Instructions to follow -
List every use of benchmarking that the text on GitLab's SAST benchmarking project gives as an example.

Source document -
- - - -

In summer 2022, the Vulnerability Research team at GitLab
launched the Google Summer of Code (GSoC) project:
A benchmarking framework for SAST.
The goal of the project was to create a benchmarking framework, which would assess the
impact and quality of a security analyzer or configuration change before it reaches the production environment.
Preliminaries
GitLab SAST
As a complete DevOps Platform, GitLab has a variety of integrated static analysis (SAST) tools
for different languages and frameworks. These tools help developers find
vulnerabilities as early as possible in the software development lifecycle.
These tools are constantly being updated, either by upgrading the underlying
security analyzers or by applying configuration changes.
Since all the integrated SAST tools are very different in terms of
implementation, and depend on different tech stacks, they are all
wrapped in Docker images. The wrappers translate tool-native vulnerability
reports to a generic, common report format which is
made available by means of the gl-sast-report.json
artifact. This generic
report is GitLab's common interface between analyzers and the GitLab Rails
backend.
Benchmarking is important to assess the efficacy of analyzers and helps to make
data-driven decisions. For example, benchmarking is useful for QA testing
(spotting regressions), for data-driven decision making, and for research by
assessing the progression of the GitLab security feature performance over time.
Google Summer Of Code (GSoC)
Google Summer of Code (GSoC)

- - - -

[Dataset excerpt]

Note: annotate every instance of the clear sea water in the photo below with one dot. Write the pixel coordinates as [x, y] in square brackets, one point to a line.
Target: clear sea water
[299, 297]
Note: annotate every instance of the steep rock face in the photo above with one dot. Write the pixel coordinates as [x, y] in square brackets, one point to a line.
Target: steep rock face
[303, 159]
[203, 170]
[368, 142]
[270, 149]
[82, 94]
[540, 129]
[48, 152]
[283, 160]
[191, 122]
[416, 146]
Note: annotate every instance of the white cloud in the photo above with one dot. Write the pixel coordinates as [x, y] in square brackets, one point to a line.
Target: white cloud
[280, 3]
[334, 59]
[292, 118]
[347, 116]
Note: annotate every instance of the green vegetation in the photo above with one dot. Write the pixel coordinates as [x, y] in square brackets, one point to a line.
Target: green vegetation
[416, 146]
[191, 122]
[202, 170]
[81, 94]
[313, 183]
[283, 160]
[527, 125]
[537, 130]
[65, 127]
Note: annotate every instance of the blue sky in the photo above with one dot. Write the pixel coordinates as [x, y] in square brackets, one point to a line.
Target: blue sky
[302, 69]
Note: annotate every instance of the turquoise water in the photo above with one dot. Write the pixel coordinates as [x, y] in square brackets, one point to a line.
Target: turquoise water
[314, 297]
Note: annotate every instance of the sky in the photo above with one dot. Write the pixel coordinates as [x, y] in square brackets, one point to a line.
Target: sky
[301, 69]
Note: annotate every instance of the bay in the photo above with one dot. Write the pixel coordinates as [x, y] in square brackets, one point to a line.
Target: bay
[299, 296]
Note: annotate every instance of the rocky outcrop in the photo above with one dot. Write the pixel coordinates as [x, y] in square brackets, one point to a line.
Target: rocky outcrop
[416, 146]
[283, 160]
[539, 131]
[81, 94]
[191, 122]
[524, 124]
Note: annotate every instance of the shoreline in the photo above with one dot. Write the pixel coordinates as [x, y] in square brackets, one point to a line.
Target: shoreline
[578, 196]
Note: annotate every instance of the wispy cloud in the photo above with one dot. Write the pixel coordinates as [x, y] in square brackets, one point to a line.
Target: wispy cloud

- - - -

Reply -
- QA testing (spotting regressions)
- Data-driven decision making
- Research by assessing the progression of the GitLab security feature performance over time